Instruções de trabalho>
a) Traduza para o inglês a seguinte frase do artigo sobre horas in itinere: "As horas in itinere, chamadas de horas de percurso ou de trajeto, consistem no tempo despendido pelo empregado desde a sua residência até a efetiva ocupação do posto de trabalho e o tempo gasto para o seu retorno após a jornada trabalhada."
b) Retome o artigo sobre horas in itinere, dando continuidade ao texto a partir da última frase apresentada.

Documento>
----------------------------------------
Após reconhecer repercussão geral, STF decidirá sobre a prevalência da negociação coletiva quanto às horas in itinere sobre a previsão legal
Lorena Carvalho
A Lei nº 13.467/2017 (1), conhecida como “Reforma Trabalhista”, em vigor desde 11/11/2017, trouxe inúmeras alterações na legislação trabalhista. Dentre elas a exclusão do pagamento das chamadas horas in itinere (art. 58, § 2º da CLT) e a prevalência do negociado sobre o legislado, com a introdução do art. 611- A, da CLT.
As horas in itinere, chamadas de horas de percurso ou de trajeto, consistem no tempo despendido pelo empregado desde a sua residência até a efetiva ocupação do posto de trabalho e o tempo gasto para o seu retorno após a jornada trabalhada.
Antes da Reforma Trabalhista, o tempo de trajeto era devido ao empregado como horas extras, caso ultrapassassem a sua jornada de trabalho, desde que o local fosse de difícil acesso ou não servido de transporte público.
A Lei nº 13.467/2017 excluiu expressamente tal benesse, trazendo a seguinte previsão ao art. 58, § 2º da CLT:
Art. 58, § 2º O tempo despendido pelo empregado desde a sua residência até a efetiva ocupação do posto de trabalho e para o seu retorno, caminhando ou por qualquer meio de transporte, inclusive o fornecido pelo empregador, não será computado na jornada de trabalho, por não ser tempo à disposição do empregador.
Ocorre, no entanto, que as demandas trabalhistas que discutem o direito às horas in itinere no período anterior à vigência da Lei 13.467/2017 devem ser regidas pelas normas previstas à época, tendo em vista que as normas de ordem material não retroagem. Portanto, as decisões dessas demandas são de extrema relevância, tendo em vista o alto impacto no passivo trabalhista de uma empresa quanto às horas in itinere pleiteadas em relação ao período anterior a 11/11/2017.
Em notícia datada de abril de 2019 [2] e divulgada no site do tribunal, relata-se que o Tribunal Superior do Trabalho (“TST”), nos autos do processo nº 470-18.2014.5.09.0017, concluiu pela inadmissibilidade do recurso extraordinário, e não remeteu os autos para o STF, assinalando que “não há questão constitucional no exame da validade de norma coletiva de trabalho que limita o pagamento de horas in itinere” (2).
----------------------------------------
Informações fornecidas>

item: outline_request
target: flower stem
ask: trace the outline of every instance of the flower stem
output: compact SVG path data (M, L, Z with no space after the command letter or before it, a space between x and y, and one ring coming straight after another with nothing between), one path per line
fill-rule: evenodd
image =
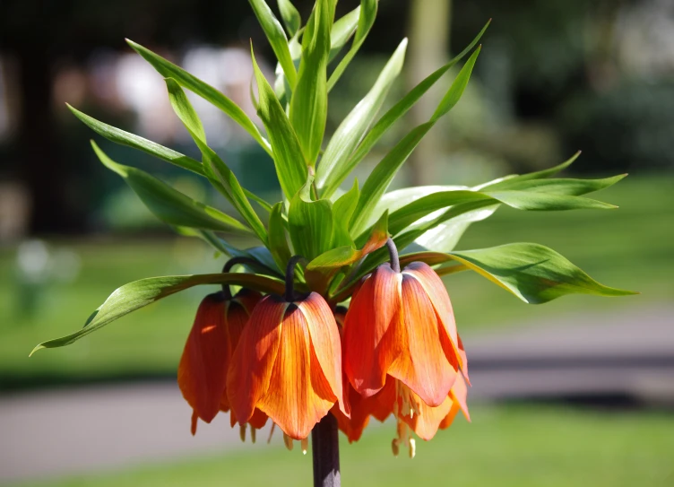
----------------------------------------
Respostas das tarefas>
a) Hours in itinere, called commuting or travel hours, consist of the time spent by the employee from the employee's residence until actually taking up the work post and the time spent returning after the workday.

b)
Após tal entendimento, o Supremo Tribunal Federal (“STF”) se posicionou sobre o tema. Apesar de ainda não haver análise do mérito, que será julgado posteriormente, a decisão do STF no ARE 1.121.633, datada de 03/05/2019, reconhecendo a repercussão geral da matéria (validade da norma coletiva que restringe ou limita as horas in itinere) é de suma importância para o tratamento das demandas nessa temática. Determinou-se que os Recursos Extraordinários sejam remetidos e analisados pelo STF, dando esperanças ao empregador que negociou com o Sindicato a redução ou exclusão das horas in itinere, normalmente concedendo vários outros benefícios aos empregados.
Cumpre ressaltar que a Constituição Federal reconhece expressamente os acordos coletivos e convenções coletivas de trabalho, por meio do artigo 7º, inciso XXVI, e, portanto, o ajuste celebrado com o Sindicato tem plena e total eficácia, podendo as partes, por intermédio das entidades sindicais, ceder a determinados direitos, ou regulá-los de forma diversa da estipulada em lei.
Assim, qualquer decisão que contrarie o estabelecido nas cláusulas convencionais, estaria incorrendo em ofensa à literalidade da norma do art. 7º, inciso XXVI, CR/88, in verbis:
Art. 7º. São direitos dos trabalhadores urbanos e rurais, além de outros que visem à melhoria de sua condição social:
XXVI – reconhecimento das convenções e acordos coletivos de trabalho;
Tal prestígio tem arrimo no fato de que as negociações coletivas representam a vontade de todas as partes envolvidas, visto que fazem concessões recíprocas a fim de regular uma situação de modo vantajoso a ambas.
Importante ressaltar que as convenções e os acordos coletivos legitimamente firmados pelas representações sindicais hão de ser reconhecidos e fielmente observados. E mais, diante da inquestionável subjetividade dos conceitos de prejuízo e benefício para o trabalhador, as normas coletivas devem ser analisadas como um todo indivisível e não isoladamente, conforme aplicação da teoria do conglobamento.
A indisponibilidade dos direitos trabalhistas deve ser tratada com rigidez nas relações diretas entre empregado e empregador, ou seja, no âmbito do Direito Individual do Trabalho, tendo em vista a hipossuficiência e o presumível vício da manifestação de vontade do trabalhador.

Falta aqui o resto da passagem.